● **Supplied data**:
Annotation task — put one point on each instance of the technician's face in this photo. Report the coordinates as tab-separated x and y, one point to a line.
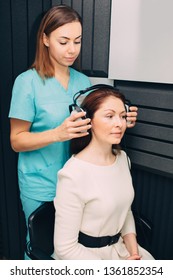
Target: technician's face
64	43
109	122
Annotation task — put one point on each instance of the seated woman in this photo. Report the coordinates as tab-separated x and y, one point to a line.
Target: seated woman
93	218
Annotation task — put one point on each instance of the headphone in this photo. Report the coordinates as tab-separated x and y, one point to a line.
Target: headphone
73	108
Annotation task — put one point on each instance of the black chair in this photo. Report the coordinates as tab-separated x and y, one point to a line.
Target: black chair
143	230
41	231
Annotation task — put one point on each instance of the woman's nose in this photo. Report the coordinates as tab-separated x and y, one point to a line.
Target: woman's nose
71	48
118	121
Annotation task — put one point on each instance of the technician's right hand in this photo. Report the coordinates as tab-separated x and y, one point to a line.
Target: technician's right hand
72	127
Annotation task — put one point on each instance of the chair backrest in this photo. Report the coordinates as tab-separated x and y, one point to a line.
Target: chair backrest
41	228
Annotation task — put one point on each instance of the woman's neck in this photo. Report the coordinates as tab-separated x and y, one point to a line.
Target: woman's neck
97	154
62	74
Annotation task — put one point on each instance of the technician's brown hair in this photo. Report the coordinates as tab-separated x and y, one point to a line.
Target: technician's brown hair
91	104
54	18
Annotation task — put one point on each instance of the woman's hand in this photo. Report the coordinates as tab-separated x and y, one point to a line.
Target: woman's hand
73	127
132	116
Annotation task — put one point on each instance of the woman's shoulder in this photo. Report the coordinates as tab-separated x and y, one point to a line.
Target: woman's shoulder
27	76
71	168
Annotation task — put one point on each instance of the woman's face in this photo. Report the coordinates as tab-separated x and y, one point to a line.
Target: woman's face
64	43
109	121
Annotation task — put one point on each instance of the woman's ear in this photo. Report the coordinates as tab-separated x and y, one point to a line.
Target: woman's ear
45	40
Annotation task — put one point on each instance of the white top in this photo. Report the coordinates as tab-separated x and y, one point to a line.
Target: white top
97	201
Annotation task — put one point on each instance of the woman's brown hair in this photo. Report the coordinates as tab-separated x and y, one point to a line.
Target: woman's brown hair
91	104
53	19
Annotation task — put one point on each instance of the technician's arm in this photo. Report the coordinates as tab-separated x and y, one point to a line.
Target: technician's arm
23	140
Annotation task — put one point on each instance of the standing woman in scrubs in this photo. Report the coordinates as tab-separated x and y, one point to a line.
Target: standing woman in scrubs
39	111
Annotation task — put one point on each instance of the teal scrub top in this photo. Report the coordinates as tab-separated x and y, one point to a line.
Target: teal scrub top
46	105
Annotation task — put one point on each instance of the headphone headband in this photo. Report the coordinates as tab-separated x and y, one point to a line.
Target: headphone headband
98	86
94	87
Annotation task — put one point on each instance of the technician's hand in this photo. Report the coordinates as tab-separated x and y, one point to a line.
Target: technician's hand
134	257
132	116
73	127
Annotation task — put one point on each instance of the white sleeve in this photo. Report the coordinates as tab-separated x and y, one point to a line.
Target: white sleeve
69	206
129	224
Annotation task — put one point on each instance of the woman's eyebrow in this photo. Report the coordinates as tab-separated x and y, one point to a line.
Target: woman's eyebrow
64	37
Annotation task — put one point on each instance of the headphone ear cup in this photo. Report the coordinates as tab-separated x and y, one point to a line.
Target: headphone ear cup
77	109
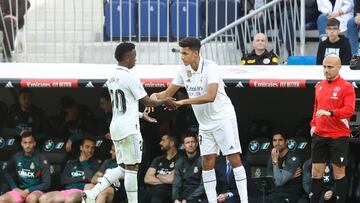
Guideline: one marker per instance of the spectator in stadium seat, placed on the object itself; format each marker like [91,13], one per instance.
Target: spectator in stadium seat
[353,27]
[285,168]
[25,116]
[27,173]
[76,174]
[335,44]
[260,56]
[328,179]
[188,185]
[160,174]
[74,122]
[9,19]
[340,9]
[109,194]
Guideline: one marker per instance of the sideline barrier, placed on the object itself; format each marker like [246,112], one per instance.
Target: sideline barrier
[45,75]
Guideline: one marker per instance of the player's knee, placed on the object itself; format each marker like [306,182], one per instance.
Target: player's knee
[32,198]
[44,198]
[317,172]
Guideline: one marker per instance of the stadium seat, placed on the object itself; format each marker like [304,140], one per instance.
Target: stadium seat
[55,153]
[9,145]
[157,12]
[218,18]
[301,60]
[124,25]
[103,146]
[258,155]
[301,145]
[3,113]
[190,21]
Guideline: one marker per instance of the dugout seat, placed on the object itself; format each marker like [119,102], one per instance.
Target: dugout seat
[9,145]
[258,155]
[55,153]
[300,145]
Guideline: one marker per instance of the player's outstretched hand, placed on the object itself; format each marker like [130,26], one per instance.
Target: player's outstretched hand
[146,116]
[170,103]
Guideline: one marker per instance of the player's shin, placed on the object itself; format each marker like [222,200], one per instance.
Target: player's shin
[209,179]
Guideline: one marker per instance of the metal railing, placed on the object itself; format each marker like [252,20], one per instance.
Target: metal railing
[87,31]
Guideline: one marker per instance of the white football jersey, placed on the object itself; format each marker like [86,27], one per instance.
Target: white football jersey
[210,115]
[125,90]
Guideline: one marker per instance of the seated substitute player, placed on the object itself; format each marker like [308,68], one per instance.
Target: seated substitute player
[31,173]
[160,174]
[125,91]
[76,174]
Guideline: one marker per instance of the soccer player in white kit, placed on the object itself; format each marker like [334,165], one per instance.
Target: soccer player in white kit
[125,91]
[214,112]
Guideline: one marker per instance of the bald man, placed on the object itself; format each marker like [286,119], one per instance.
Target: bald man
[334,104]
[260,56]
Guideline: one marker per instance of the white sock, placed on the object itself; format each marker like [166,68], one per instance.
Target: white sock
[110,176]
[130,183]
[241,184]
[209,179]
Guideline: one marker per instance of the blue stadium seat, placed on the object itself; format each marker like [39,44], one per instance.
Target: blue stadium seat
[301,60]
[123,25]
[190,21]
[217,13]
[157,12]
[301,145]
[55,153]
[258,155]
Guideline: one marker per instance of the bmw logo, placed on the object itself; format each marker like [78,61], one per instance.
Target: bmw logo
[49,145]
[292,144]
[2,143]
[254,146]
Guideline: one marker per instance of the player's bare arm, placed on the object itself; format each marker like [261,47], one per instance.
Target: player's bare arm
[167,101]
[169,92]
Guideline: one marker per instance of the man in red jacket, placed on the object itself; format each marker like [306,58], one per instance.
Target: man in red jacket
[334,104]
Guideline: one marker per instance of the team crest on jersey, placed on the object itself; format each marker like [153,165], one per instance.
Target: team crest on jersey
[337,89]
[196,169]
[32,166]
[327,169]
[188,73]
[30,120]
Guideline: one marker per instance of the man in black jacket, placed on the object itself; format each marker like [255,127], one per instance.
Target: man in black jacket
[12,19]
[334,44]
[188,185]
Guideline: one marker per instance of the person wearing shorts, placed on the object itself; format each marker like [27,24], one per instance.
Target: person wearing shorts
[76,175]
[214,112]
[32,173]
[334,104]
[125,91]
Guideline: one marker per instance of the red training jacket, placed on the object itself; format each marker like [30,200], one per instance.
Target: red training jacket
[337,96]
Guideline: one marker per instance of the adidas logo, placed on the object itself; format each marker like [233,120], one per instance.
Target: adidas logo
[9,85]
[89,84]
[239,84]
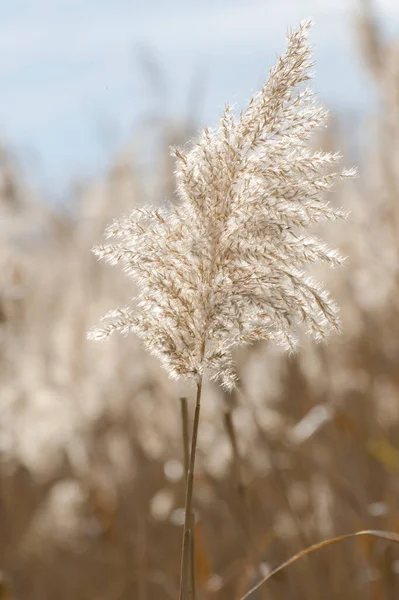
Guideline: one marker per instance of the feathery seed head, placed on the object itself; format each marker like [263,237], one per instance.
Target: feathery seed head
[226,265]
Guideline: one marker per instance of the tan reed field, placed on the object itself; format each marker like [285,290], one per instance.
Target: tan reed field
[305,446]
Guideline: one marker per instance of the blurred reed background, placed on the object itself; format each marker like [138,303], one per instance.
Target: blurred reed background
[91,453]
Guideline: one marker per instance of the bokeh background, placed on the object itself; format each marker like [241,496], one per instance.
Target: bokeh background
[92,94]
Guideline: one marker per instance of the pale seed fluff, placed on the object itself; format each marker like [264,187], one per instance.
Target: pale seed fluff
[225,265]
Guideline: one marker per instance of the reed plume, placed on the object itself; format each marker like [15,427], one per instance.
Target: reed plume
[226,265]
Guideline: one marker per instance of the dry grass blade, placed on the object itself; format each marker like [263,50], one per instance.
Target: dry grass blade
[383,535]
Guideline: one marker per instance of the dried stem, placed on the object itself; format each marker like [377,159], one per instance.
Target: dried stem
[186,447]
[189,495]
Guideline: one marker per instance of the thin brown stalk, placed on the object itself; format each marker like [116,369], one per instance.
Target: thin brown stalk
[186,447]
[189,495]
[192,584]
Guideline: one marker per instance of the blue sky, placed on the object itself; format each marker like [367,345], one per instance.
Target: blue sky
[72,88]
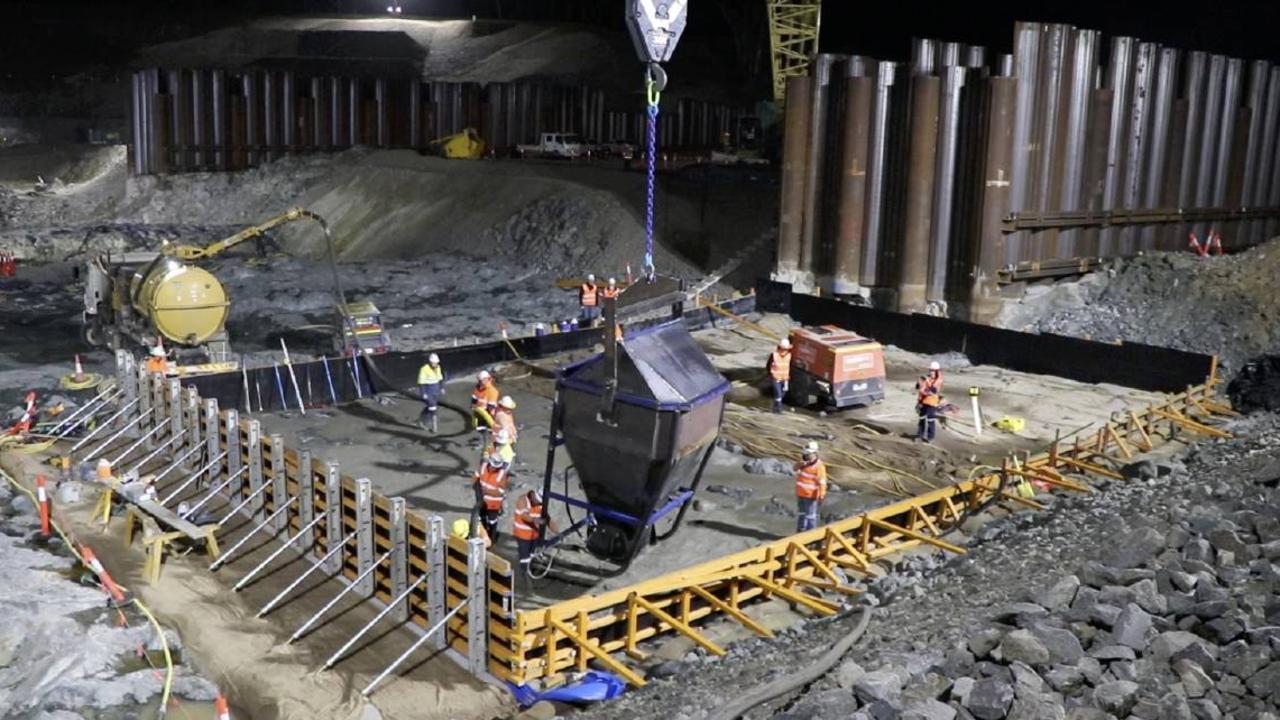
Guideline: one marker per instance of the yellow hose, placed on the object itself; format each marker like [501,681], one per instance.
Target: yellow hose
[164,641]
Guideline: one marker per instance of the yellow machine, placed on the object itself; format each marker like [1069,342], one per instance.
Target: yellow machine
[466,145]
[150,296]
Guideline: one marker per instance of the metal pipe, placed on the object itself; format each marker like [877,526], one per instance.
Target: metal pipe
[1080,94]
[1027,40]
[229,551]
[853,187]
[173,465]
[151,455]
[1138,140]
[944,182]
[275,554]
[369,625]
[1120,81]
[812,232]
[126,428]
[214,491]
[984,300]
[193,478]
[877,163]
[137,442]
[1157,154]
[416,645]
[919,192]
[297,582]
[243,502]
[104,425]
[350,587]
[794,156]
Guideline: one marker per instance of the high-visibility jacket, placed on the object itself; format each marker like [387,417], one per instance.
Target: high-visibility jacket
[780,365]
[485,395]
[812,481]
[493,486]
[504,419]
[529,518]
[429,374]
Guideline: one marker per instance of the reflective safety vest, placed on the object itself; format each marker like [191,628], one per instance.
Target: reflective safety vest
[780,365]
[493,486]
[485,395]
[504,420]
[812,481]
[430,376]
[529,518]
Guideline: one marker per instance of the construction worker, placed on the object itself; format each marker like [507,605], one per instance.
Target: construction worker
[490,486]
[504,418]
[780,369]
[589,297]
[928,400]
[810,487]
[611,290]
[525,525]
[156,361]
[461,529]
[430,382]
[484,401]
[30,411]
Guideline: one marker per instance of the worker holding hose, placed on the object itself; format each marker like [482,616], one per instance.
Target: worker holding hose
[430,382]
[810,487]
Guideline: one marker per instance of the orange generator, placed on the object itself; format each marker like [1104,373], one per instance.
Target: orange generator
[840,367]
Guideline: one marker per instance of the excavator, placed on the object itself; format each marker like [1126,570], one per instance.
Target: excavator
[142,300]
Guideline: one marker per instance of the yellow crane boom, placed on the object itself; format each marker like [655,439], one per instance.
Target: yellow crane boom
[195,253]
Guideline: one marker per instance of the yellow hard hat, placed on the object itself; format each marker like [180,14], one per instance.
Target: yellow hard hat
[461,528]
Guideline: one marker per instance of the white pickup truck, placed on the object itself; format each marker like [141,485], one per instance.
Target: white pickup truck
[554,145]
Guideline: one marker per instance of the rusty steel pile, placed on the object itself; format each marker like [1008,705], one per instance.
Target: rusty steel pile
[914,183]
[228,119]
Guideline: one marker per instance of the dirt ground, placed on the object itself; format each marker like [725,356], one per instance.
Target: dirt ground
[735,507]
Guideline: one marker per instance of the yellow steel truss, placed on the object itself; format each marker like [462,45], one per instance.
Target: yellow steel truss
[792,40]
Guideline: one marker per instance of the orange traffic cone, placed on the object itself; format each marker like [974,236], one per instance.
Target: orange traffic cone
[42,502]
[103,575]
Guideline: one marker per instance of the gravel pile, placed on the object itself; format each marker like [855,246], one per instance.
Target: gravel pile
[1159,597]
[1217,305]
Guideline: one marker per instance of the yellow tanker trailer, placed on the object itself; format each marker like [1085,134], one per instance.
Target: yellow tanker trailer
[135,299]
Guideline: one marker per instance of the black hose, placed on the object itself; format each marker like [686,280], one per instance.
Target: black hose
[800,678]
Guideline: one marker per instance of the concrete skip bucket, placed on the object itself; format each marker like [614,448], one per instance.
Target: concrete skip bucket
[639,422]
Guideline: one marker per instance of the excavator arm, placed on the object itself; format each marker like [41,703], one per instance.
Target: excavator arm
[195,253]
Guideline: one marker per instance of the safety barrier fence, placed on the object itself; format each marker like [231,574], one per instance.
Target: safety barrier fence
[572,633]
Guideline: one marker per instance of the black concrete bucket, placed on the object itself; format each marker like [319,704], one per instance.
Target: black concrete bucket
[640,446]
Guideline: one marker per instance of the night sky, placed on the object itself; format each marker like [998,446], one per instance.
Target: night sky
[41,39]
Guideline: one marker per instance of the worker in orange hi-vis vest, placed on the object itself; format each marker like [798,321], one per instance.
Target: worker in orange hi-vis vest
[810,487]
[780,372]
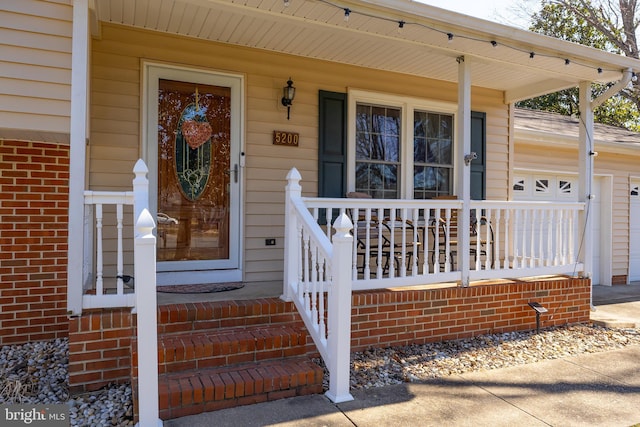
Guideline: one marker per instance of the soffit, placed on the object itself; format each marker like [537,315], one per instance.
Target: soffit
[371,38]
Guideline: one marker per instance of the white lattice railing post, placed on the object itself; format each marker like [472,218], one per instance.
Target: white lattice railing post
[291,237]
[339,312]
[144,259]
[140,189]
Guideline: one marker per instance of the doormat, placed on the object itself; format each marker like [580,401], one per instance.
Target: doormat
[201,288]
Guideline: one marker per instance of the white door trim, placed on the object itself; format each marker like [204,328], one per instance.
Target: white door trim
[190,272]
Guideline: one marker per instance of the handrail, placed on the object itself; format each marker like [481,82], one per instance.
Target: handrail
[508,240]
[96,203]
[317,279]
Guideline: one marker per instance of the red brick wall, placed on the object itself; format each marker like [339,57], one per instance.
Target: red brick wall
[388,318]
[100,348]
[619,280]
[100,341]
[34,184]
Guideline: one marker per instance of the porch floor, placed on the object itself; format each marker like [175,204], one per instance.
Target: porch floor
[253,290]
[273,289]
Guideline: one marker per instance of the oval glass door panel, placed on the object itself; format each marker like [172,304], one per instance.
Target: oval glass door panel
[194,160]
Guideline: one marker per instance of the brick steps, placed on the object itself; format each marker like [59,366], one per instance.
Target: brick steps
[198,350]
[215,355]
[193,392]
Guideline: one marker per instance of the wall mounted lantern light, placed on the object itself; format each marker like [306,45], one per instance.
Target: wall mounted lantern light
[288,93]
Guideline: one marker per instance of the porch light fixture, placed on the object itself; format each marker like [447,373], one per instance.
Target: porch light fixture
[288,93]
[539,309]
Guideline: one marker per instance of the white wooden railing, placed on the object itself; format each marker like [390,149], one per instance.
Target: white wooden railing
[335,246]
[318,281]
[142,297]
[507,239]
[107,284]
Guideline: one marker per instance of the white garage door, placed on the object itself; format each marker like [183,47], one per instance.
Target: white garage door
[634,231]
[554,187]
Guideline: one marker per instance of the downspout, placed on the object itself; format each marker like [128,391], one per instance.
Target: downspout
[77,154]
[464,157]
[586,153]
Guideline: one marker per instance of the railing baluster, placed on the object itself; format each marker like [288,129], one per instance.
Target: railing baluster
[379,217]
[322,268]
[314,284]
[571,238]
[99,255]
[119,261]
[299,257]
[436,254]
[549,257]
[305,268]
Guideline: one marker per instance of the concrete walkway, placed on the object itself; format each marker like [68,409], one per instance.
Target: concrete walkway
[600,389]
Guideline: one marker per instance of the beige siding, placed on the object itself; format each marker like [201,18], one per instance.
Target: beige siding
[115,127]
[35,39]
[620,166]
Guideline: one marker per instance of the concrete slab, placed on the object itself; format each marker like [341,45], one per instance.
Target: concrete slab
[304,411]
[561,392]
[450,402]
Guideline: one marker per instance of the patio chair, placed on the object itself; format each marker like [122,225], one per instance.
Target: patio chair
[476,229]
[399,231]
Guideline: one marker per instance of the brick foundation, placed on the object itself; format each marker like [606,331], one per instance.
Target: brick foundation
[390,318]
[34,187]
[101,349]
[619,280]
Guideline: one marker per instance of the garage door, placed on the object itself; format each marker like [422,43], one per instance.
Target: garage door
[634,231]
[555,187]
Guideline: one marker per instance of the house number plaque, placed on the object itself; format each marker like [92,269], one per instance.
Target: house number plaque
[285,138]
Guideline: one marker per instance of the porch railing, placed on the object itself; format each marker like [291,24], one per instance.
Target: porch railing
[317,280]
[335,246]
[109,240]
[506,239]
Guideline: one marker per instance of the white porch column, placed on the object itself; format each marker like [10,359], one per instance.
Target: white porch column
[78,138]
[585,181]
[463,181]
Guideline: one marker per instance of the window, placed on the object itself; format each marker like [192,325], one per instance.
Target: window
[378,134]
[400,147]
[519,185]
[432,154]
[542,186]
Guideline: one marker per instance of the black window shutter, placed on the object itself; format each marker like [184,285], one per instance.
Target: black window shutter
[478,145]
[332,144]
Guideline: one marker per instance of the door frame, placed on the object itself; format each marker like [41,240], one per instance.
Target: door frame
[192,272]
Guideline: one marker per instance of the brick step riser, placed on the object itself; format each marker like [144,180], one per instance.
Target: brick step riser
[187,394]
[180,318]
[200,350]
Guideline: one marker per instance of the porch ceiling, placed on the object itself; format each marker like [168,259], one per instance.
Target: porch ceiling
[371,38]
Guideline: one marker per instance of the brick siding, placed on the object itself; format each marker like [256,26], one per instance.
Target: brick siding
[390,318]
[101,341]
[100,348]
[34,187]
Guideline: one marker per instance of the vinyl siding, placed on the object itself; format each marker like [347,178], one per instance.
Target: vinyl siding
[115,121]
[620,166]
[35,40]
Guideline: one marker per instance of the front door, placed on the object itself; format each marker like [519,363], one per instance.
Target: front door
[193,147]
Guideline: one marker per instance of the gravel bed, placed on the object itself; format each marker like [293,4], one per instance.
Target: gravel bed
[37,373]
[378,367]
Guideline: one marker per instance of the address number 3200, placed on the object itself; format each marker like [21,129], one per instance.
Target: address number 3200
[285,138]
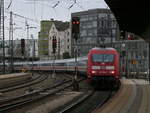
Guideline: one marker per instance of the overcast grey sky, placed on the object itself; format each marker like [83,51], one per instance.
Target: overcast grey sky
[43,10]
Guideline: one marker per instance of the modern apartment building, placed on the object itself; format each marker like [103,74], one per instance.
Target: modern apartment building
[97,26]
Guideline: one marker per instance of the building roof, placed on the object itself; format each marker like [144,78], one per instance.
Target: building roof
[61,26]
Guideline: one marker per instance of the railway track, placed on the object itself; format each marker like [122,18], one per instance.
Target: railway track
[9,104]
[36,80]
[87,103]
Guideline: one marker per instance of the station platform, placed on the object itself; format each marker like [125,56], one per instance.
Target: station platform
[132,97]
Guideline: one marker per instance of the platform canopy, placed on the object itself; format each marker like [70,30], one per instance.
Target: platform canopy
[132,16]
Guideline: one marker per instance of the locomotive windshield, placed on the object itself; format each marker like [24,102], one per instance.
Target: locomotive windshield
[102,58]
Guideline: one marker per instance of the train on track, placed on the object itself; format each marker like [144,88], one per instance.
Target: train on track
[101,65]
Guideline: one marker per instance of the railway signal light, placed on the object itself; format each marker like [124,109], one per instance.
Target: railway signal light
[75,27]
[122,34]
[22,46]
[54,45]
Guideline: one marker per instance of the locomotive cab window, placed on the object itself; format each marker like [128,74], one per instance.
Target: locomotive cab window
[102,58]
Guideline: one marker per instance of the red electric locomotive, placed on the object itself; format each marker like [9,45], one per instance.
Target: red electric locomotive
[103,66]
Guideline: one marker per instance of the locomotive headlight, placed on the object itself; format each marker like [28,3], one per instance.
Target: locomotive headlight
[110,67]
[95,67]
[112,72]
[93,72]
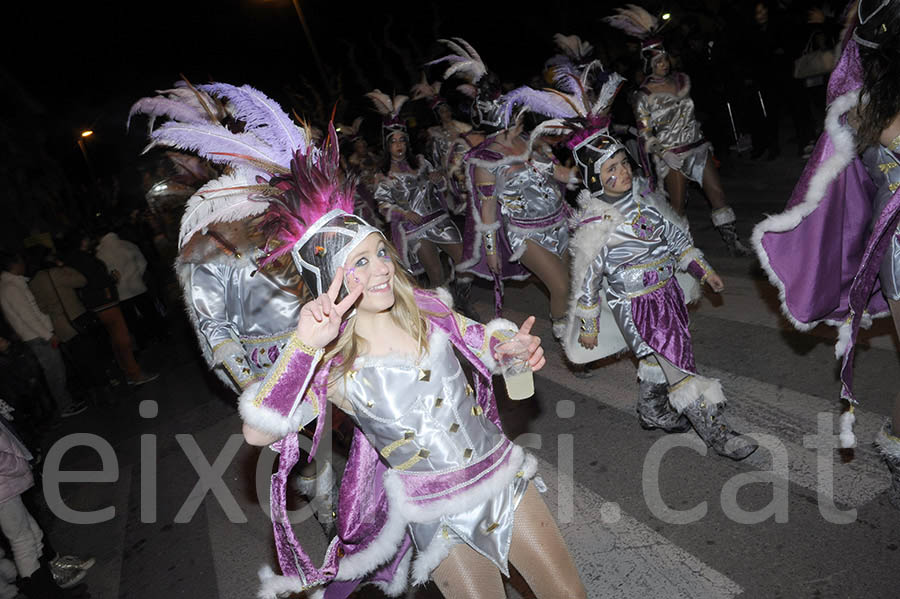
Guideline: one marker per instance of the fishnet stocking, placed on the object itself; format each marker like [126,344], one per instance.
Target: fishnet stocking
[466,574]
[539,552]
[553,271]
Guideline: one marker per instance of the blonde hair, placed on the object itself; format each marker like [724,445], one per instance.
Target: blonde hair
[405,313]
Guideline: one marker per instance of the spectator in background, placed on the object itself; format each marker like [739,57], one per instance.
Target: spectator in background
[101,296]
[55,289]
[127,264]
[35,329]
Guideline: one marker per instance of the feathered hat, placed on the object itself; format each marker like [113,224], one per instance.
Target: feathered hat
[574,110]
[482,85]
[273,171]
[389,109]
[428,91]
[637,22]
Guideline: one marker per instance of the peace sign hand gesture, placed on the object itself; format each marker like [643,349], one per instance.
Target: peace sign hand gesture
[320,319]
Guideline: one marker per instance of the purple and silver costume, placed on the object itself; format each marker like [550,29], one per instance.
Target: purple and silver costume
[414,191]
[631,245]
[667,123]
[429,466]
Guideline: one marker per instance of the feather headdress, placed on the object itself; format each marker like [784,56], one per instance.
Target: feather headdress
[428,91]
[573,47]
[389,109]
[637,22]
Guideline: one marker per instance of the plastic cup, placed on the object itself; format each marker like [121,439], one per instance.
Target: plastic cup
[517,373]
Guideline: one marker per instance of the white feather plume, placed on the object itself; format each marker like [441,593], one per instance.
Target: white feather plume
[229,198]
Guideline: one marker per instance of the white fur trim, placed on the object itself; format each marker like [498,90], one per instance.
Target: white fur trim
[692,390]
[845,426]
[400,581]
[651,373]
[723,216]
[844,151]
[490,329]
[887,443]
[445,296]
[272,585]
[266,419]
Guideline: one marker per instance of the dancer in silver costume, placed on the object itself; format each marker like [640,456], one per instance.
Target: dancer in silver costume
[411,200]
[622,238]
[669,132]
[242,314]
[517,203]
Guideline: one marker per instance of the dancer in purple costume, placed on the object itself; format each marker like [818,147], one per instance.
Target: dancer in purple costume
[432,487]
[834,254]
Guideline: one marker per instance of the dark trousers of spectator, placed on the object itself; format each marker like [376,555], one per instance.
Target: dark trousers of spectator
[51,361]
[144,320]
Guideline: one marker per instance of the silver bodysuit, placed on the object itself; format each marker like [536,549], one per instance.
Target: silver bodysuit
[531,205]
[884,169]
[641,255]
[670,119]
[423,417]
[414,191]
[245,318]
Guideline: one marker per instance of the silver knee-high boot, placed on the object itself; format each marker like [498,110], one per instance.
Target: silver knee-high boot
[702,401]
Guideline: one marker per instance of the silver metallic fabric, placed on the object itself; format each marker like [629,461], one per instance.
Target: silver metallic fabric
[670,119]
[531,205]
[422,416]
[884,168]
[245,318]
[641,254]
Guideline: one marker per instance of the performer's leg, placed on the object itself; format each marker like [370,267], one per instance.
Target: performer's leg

● **What is required**: The line above containing "Target: tan reed field", the line containing "Guideline: one marker per instance of the bokeh", and every line between them are to be transcribed exactly; no other line is wanted.

● **Output of the task**:
Target: tan reed field
[305,446]
Guideline: one marker per instance of the blurred reed background, placed on the object itself; format each marker like [138,303], one per instance.
Target: blurred reed background
[91,453]
Guideline: one marker per instance of the bokeh background, placed on the object itself; format each marker like [241,496], one per instance.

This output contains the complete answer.